=== Assignment ===
Once the line containing "of the area" is found in the listing below, return it and each line after it through the last, exactly as given.

=== Material for this task ===
★ ★ ★ ★ ★ ★ ★
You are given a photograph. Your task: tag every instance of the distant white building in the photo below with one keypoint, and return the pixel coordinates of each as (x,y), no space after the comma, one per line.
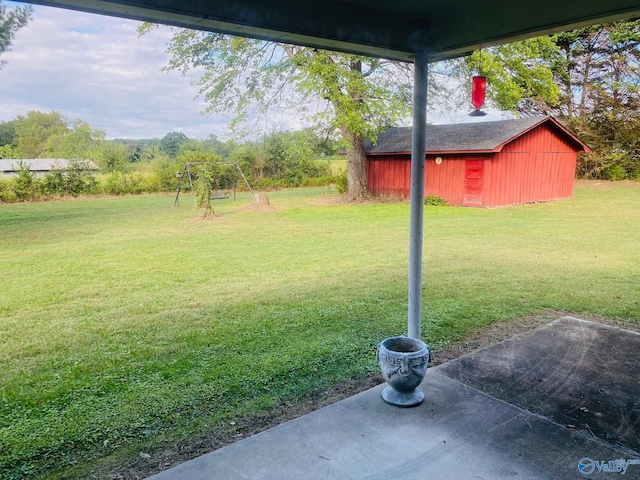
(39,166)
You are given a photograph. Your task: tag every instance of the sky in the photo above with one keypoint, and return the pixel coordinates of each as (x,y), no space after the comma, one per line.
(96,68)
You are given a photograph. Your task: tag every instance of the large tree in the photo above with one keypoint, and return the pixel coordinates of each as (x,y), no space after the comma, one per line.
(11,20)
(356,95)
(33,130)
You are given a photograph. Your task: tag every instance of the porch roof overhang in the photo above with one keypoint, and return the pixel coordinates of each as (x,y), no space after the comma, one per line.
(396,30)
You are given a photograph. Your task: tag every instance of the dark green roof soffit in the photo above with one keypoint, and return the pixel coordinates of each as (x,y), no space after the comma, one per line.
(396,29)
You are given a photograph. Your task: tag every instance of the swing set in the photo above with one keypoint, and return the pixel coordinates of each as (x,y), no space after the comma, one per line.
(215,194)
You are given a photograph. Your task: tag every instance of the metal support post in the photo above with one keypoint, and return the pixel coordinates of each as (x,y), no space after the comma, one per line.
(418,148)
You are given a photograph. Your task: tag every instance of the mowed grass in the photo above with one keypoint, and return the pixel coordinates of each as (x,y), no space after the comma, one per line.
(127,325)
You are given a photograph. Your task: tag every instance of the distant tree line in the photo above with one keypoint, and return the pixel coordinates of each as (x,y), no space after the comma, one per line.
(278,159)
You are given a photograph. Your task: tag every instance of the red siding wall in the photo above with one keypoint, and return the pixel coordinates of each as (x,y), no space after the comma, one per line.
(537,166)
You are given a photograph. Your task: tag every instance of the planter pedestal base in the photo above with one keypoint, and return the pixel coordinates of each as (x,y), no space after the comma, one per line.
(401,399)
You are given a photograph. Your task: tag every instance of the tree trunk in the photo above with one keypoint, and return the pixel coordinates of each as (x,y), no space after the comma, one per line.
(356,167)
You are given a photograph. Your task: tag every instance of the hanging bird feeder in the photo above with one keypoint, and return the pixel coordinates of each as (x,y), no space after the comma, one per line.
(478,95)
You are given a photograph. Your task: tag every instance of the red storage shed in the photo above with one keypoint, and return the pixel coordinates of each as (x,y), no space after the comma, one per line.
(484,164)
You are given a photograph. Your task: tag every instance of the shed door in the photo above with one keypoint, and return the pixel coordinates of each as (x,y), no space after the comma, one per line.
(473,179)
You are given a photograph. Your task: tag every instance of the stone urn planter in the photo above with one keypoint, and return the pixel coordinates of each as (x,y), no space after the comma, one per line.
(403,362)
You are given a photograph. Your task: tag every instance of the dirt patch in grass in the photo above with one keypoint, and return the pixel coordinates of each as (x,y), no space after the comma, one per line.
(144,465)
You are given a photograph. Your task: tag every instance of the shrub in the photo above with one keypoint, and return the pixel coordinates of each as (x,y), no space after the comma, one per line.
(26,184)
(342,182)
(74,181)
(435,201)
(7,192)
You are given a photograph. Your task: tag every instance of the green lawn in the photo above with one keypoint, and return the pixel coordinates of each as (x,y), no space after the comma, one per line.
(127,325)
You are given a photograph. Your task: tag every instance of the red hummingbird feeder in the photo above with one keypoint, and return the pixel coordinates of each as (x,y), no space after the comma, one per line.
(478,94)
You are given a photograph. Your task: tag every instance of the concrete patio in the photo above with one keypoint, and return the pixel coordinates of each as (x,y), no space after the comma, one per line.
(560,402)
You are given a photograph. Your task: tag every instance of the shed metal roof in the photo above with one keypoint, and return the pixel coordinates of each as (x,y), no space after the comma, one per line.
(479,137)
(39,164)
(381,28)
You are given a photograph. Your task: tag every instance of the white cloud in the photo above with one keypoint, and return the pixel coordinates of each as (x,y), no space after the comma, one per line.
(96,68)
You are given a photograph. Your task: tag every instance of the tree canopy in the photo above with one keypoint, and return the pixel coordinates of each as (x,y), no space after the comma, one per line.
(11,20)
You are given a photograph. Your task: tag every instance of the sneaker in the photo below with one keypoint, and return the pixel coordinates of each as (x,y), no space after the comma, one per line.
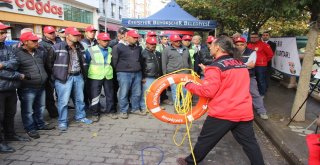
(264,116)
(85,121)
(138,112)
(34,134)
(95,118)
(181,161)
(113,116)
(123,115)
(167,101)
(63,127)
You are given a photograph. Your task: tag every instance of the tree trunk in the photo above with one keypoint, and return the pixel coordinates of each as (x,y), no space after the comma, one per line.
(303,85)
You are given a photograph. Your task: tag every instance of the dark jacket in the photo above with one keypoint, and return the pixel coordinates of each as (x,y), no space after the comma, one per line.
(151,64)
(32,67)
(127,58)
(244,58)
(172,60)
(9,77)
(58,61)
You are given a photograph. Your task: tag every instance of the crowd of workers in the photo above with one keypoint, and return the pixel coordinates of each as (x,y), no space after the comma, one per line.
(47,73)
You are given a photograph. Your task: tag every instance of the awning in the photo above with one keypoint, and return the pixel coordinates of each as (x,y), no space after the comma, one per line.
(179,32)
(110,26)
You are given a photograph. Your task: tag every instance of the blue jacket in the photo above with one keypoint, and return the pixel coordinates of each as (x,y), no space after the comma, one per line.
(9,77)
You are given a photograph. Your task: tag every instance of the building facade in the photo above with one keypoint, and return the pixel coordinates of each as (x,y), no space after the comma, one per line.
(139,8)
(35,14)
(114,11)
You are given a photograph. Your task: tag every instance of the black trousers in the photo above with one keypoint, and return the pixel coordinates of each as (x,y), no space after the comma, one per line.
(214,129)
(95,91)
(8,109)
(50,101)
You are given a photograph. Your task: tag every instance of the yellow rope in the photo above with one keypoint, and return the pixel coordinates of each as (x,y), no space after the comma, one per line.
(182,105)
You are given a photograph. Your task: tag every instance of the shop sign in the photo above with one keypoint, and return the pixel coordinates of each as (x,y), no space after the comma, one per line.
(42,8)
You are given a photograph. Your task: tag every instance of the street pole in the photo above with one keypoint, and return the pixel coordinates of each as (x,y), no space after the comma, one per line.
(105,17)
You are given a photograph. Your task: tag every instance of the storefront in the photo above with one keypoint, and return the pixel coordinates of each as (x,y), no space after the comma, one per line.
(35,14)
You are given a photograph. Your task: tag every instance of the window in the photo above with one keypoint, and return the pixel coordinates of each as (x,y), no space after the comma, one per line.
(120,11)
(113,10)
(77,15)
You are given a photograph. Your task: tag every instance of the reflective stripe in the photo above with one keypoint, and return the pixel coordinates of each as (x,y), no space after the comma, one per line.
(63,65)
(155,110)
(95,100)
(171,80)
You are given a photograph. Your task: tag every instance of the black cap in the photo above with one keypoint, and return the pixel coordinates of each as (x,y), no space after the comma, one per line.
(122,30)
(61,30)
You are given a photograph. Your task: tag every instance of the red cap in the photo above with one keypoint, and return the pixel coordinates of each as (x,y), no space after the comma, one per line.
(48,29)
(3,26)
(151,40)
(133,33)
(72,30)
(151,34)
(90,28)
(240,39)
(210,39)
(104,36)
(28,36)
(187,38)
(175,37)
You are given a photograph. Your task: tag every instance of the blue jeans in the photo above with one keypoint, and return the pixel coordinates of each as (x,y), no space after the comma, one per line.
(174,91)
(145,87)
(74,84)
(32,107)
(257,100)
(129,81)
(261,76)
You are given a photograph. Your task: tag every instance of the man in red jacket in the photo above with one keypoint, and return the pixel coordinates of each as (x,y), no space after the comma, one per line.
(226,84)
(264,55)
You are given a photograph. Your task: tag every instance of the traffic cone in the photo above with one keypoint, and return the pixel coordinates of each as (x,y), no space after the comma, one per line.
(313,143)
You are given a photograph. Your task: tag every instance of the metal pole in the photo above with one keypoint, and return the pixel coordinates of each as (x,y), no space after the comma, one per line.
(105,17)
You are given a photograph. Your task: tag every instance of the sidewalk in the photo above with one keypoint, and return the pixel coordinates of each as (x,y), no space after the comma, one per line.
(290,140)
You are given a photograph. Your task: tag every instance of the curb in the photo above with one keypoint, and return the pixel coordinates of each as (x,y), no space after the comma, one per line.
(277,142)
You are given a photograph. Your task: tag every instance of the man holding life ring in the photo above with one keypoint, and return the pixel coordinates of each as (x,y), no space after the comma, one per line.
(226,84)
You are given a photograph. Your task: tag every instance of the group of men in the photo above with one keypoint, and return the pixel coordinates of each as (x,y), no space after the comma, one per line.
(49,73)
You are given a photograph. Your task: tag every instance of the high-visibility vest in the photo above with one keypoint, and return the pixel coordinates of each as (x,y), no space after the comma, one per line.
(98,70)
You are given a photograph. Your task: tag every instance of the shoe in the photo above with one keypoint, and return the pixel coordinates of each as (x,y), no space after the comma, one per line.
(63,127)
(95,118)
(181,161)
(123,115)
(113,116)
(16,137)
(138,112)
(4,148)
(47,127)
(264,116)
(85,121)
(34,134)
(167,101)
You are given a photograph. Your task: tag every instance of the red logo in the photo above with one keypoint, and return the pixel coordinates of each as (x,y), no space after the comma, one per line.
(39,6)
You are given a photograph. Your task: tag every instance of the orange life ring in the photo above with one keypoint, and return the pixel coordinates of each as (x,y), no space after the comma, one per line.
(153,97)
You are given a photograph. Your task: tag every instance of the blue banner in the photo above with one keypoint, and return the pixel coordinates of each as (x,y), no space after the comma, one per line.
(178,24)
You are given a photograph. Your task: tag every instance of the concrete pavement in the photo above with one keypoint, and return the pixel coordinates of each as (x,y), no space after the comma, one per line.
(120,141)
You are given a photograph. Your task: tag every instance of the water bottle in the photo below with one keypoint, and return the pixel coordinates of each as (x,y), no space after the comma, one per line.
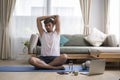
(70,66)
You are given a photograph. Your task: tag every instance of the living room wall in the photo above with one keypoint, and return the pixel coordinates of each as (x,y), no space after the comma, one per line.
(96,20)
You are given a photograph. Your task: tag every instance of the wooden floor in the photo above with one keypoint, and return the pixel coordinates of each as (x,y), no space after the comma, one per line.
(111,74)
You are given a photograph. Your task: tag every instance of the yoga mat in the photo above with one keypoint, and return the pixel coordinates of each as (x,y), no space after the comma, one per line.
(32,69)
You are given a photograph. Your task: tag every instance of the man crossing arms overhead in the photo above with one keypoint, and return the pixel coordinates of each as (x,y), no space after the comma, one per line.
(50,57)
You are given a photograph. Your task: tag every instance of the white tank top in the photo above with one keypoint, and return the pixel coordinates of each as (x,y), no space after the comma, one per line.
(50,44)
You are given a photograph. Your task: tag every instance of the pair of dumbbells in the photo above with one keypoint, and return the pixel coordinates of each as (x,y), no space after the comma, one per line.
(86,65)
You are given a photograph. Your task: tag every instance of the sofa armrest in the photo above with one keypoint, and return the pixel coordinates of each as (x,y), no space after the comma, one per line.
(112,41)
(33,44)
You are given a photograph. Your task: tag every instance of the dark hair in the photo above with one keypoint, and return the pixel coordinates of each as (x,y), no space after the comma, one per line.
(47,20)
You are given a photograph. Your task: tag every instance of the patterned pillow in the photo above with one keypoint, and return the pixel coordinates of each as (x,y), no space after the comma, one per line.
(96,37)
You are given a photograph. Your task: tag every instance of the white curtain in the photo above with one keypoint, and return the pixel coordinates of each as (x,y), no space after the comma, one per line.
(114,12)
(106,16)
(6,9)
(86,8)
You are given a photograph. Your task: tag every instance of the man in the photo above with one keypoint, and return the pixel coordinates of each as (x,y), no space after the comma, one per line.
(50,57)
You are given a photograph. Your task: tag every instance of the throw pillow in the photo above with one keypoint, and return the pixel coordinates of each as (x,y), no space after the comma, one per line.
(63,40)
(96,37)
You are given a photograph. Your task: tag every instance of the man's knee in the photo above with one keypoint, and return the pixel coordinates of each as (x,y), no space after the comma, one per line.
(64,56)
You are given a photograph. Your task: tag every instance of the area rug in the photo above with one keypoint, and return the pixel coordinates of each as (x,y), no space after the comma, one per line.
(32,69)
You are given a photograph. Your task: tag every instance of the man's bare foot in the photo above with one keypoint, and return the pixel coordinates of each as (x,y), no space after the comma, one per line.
★ ★ ★ ★ ★ ★ ★
=== Response to the task ===
You are given a photograph. Your task: tag every instance of the area rug in the photo above with one keypoint, and return the pixel coordinates of each as (x,y), no space after the comma, one per line.
(32,69)
You are given a photograph. Your task: tag every instance of the man's bare foot in the photo above with one keypoint, and return the pixel coordinates of each as (x,y), no space after the comma, one per line.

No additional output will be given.